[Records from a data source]
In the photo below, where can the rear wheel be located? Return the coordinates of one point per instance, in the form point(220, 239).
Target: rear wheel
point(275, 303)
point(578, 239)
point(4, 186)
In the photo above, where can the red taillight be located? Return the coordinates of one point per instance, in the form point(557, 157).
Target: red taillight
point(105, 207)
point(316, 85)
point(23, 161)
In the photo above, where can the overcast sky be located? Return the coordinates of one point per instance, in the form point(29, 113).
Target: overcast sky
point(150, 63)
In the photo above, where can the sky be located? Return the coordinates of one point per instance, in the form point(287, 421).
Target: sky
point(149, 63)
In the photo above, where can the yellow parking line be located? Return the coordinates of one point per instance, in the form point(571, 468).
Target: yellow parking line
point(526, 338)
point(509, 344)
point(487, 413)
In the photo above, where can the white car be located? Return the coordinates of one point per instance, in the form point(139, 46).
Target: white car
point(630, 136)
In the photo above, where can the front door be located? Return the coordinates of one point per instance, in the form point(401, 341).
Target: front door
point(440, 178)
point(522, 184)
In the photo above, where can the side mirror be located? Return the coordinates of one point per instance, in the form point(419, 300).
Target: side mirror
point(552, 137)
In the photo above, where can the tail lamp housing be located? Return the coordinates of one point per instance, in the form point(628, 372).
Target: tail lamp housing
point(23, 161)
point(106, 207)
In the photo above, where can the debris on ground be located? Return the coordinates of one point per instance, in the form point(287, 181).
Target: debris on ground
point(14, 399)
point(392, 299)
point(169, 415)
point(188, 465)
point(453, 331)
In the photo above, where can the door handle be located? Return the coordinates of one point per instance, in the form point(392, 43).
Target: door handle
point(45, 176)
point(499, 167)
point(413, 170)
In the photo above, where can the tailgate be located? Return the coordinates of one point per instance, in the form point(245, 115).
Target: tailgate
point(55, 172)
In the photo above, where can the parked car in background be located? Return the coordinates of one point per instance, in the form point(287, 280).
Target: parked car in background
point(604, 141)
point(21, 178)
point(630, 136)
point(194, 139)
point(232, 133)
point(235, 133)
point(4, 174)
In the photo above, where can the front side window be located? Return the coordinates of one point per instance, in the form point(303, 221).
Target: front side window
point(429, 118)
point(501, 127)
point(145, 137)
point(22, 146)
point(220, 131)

* _WORK TASK_
The answer consists only of the lines from the one containing "Target: debris on ground" to the end of the records, each written out exactly.

* _RESULT FOR THIS EXERCISE_
Target: debris on ground
point(14, 399)
point(392, 299)
point(169, 415)
point(188, 465)
point(453, 331)
In the photo above, where can the door handle be located? Return the coordinates of one point per instance, in the form point(392, 43).
Target: door handle
point(45, 176)
point(499, 167)
point(413, 170)
In the photo above, where can the tailgate be located? Return the coordinates of one point per instance, in the form point(245, 115).
Target: tailgate
point(55, 172)
In the photo above, where can the parked car in background be located? Return the coordinates of one point per instance, in the form point(287, 280).
Target: parked car in background
point(604, 141)
point(21, 178)
point(630, 136)
point(194, 139)
point(232, 133)
point(235, 133)
point(4, 174)
In the photo above, where can the front side window be located? Return the coordinates of one point per instance, in the form point(303, 221).
Target: front side window
point(429, 118)
point(501, 127)
point(145, 137)
point(22, 146)
point(220, 131)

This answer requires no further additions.